■ Work order:
Set down, in full, every record in the block.
━━ Record excerpts ━━
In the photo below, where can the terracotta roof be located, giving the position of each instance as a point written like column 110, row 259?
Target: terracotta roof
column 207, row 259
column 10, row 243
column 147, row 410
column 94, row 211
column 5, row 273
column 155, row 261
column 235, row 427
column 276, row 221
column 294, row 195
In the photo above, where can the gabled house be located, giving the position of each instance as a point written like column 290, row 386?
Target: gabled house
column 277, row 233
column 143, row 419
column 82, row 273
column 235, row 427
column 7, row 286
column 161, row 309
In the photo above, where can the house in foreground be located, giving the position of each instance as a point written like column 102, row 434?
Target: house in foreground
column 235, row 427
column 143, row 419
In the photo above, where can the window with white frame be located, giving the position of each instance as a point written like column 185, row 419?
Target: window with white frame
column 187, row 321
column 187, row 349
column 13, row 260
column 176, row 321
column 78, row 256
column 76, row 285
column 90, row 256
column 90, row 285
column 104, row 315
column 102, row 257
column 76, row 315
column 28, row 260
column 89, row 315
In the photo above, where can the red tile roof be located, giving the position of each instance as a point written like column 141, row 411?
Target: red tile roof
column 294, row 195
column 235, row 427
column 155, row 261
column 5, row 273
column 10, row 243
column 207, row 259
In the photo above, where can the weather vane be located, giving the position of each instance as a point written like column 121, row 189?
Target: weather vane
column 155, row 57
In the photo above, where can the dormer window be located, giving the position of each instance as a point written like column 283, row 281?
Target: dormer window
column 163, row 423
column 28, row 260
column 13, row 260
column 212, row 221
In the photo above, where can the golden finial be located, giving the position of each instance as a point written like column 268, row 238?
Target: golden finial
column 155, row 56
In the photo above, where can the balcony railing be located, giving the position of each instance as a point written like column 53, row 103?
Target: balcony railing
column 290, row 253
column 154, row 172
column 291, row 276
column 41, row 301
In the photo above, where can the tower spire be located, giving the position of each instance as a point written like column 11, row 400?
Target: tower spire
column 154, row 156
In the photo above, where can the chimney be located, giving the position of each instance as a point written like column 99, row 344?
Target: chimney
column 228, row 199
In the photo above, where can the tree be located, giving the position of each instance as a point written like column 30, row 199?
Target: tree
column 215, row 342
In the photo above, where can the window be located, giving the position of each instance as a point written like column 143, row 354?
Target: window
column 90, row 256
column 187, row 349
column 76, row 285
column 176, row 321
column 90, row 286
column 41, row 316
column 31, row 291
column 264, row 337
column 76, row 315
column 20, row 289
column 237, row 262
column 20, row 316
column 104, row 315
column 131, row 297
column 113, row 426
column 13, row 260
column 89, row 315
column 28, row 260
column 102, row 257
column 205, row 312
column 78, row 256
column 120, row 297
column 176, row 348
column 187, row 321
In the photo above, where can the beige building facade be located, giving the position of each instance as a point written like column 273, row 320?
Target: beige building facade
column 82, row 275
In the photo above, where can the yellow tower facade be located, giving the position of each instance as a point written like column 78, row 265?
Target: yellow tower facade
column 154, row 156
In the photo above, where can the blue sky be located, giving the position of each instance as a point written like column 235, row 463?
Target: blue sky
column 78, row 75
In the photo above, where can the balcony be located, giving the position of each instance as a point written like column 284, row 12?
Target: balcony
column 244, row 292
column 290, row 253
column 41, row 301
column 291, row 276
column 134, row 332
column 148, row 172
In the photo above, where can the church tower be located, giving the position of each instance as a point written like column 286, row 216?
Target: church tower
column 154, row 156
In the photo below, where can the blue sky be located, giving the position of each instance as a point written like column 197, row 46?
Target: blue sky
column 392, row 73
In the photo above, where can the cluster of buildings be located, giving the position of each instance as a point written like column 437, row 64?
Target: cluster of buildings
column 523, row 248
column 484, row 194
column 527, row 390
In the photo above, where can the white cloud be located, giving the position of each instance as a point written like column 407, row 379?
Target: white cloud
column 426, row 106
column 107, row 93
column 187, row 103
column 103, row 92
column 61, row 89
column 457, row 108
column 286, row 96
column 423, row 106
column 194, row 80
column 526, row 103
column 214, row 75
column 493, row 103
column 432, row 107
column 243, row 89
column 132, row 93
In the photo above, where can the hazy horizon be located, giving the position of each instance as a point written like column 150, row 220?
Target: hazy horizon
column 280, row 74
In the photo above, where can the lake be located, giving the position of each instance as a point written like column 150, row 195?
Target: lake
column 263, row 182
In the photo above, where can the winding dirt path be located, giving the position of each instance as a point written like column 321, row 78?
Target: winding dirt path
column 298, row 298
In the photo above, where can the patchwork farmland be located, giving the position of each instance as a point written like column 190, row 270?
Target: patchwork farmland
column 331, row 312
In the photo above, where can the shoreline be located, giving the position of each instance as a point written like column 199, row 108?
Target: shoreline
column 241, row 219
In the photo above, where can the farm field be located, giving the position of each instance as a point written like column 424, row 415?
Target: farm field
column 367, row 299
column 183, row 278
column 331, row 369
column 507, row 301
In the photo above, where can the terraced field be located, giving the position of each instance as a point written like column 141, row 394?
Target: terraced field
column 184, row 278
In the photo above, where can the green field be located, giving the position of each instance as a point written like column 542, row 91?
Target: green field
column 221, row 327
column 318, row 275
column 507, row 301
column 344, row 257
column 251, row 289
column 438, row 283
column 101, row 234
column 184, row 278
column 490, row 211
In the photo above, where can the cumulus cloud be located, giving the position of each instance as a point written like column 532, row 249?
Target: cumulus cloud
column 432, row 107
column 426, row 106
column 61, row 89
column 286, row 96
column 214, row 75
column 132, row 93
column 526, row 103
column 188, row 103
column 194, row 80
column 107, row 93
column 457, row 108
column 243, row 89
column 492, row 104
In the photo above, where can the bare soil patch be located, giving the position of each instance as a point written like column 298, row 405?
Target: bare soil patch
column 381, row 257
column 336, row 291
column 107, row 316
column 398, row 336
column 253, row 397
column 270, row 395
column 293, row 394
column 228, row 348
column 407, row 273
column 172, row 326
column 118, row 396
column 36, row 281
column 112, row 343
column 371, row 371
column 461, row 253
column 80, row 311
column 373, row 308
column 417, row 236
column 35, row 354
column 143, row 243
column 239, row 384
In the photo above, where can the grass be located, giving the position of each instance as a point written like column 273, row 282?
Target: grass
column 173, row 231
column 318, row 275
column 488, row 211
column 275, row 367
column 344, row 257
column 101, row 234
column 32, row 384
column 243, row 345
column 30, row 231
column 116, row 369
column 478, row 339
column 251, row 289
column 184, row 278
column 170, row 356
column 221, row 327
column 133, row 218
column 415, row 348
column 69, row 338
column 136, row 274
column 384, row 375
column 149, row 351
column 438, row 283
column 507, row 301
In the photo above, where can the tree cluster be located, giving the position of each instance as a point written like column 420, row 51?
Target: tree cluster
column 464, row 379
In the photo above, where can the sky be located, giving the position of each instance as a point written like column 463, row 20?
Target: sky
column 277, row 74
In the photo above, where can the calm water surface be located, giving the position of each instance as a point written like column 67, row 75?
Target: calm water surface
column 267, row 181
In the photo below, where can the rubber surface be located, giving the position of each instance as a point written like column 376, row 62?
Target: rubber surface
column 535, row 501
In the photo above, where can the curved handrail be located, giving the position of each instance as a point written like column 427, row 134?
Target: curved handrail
━━━
■ Response to this exercise:
In the photo below, where can the terracotta roof be located, giving the position of each instance as a point written like column 110, row 259?
Target: terracotta roof
column 207, row 259
column 10, row 243
column 147, row 410
column 94, row 211
column 5, row 273
column 155, row 261
column 235, row 427
column 276, row 221
column 294, row 195
In the photo above, where can the gabled house be located, giving the position of each instance as a point written like column 290, row 386?
Target: gabled house
column 277, row 233
column 143, row 419
column 82, row 273
column 235, row 427
column 7, row 286
column 161, row 309
In the photo above, where can the house in foreground be located, giving the position of each instance as a point written like column 102, row 434?
Target: house in foreground
column 235, row 427
column 143, row 419
In the photo above, where can the window with white frame be located, giving the position of each instance as a point written like column 185, row 419?
Target: window with white frame
column 187, row 321
column 187, row 349
column 13, row 260
column 176, row 321
column 78, row 256
column 76, row 285
column 90, row 256
column 90, row 285
column 104, row 315
column 102, row 257
column 76, row 315
column 28, row 260
column 89, row 315
In the photo above, where can the red tile roof be located, giving the position of each instance as a point written like column 141, row 411?
Target: red tile roof
column 294, row 195
column 235, row 427
column 155, row 261
column 5, row 273
column 10, row 243
column 207, row 259
In the photo above, where can the weather vane be located, giving the position of each instance as a point written like column 121, row 189?
Target: weather vane
column 155, row 57
In the photo above, where can the dormer window be located, giving the position of each instance as a point written like column 283, row 281?
Target: dormer window
column 163, row 423
column 28, row 260
column 13, row 260
column 212, row 221
In the photo above, where can the golden finial be located, giving the position of each instance as a point written like column 268, row 238?
Target: golden finial
column 155, row 56
In the photo above, where can the balcony railing be located, giving the position of each instance as a point written like column 53, row 103?
Target: balcony railing
column 290, row 253
column 154, row 172
column 291, row 276
column 41, row 301
In the photo above, where can the tower spire be located, giving the position of each instance as a point written like column 11, row 400?
Target: tower spire
column 154, row 156
In the photo above, where can the chimney be located, giving the position of each instance as a point written like column 99, row 344?
Target: chimney
column 228, row 199
In the photo above, where can the tree be located, giving the position of each instance as a point written like column 30, row 199?
Target: tree
column 215, row 342
In the photo above, where can the window be located, giving the position of each instance as a point written like column 143, row 354?
Target: window
column 90, row 256
column 187, row 349
column 76, row 285
column 176, row 321
column 90, row 286
column 41, row 316
column 31, row 291
column 264, row 337
column 76, row 315
column 20, row 289
column 237, row 262
column 20, row 316
column 104, row 315
column 131, row 297
column 113, row 426
column 13, row 260
column 89, row 315
column 28, row 260
column 102, row 257
column 205, row 312
column 78, row 256
column 120, row 297
column 176, row 348
column 187, row 321
In the photo above, where can the beige building facade be located, giving the position of each instance as a point written like column 273, row 320?
Target: beige building facade
column 82, row 275
In the photo above, where can the yellow tower facade be located, giving the position of each instance as a point written like column 78, row 265?
Target: yellow tower facade
column 154, row 156
In the photo above, where can the blue sky be located, giving the position of each instance as a point written like column 235, row 463?
Target: blue sky
column 78, row 75
In the photo above, where can the balcony be located, giving the position of each instance as a point written like column 284, row 12?
Target: balcony
column 244, row 292
column 290, row 253
column 41, row 301
column 291, row 276
column 134, row 332
column 148, row 172
In the photo above, where can the church tower be located, giving the position of each instance as a point written like column 286, row 216?
Target: church tower
column 154, row 156
In the photo below, where can the blue sky be located, giving the position of each instance as a point written like column 197, row 46?
Target: blue sky
column 392, row 73
In the photo above, where can the cluster of buildings be located, giving the position of each instance as a point written like column 437, row 64?
Target: cluster of buildings
column 523, row 248
column 484, row 194
column 527, row 390
In the photo above, where can the white cloud be located, giving the position of each instance as a point written like column 407, row 379?
Target: white cloud
column 426, row 106
column 107, row 93
column 187, row 103
column 103, row 92
column 61, row 89
column 457, row 108
column 286, row 96
column 423, row 106
column 194, row 80
column 526, row 103
column 214, row 75
column 493, row 103
column 432, row 107
column 243, row 89
column 132, row 93
In the photo above, where can the hazy horizon be located, giving the position of each instance as a point written like column 150, row 220?
Target: hazy horizon
column 280, row 74
In the photo above, where can the lake be located, giving the position of each instance as a point written like column 150, row 195?
Target: lake
column 263, row 182
In the photo above, where can the winding dirt path be located, giving the position of each instance as a point written like column 321, row 78?
Target: winding dirt path
column 298, row 298
In the photo above, where can the patchwork farmland be located, giving the position of each instance as a point written like column 190, row 270?
Target: patchwork farmland
column 331, row 312
In the photo above, where can the shoreline be located, giving the position of each instance as a point written like column 199, row 108?
Target: shoreline
column 241, row 219
In the photo above, where can the farm field be located, giving the position of each instance as a point written like column 424, row 415?
Target: farm field
column 367, row 299
column 183, row 278
column 331, row 369
column 507, row 301
In the photo above, where can the terraced field be located, giving the position of each instance as a point written like column 141, row 394?
Target: terraced field
column 184, row 278
In the photo above, where can the green field be located, giving the position of each instance as a point written like column 542, row 91?
Target: green field
column 221, row 327
column 318, row 275
column 507, row 301
column 344, row 257
column 251, row 289
column 438, row 283
column 101, row 234
column 184, row 278
column 490, row 211
In the photo above, where can the cumulus cloud be located, giving the position of each instance as a point written like column 532, row 249?
Target: cumulus cloud
column 432, row 107
column 426, row 106
column 61, row 89
column 286, row 96
column 214, row 75
column 132, row 93
column 526, row 103
column 188, row 103
column 194, row 80
column 107, row 93
column 457, row 108
column 243, row 89
column 492, row 104
In the photo above, where can the bare soil patch be located, giving the position of each instance as a point written like column 298, row 405?
Target: bare soil patch
column 381, row 257
column 336, row 291
column 107, row 316
column 398, row 336
column 253, row 397
column 270, row 395
column 293, row 394
column 228, row 348
column 407, row 273
column 172, row 326
column 118, row 396
column 36, row 281
column 112, row 343
column 371, row 371
column 461, row 253
column 80, row 311
column 373, row 308
column 417, row 236
column 35, row 354
column 143, row 243
column 239, row 384
In the photo above, where can the grass be located, giving the position of each instance as a point written like column 273, row 282?
Target: grass
column 173, row 231
column 318, row 275
column 488, row 211
column 275, row 367
column 344, row 257
column 101, row 234
column 32, row 384
column 243, row 345
column 30, row 231
column 116, row 369
column 478, row 339
column 251, row 289
column 184, row 278
column 170, row 356
column 221, row 327
column 133, row 218
column 415, row 348
column 69, row 338
column 136, row 274
column 384, row 375
column 149, row 351
column 438, row 283
column 507, row 301
In the photo above, where can the tree cluster be located, giving the position of each instance as a point written like column 420, row 51?
Target: tree cluster
column 464, row 379
In the photo above, where can the sky be located, giving the position of each instance as a point written like column 463, row 20?
Target: sky
column 277, row 74
In the photo above, where can the calm water surface be located, giving the position of each instance as a point written like column 67, row 75?
Target: calm water surface
column 267, row 181
In the photo below, where can the rubber surface be located, giving the position of each instance as a point written like column 376, row 62?
Target: rubber surface
column 535, row 501
In the photo above, where can the curved handrail be located, giving the position of each instance as a point written like column 427, row 134?
Target: curved handrail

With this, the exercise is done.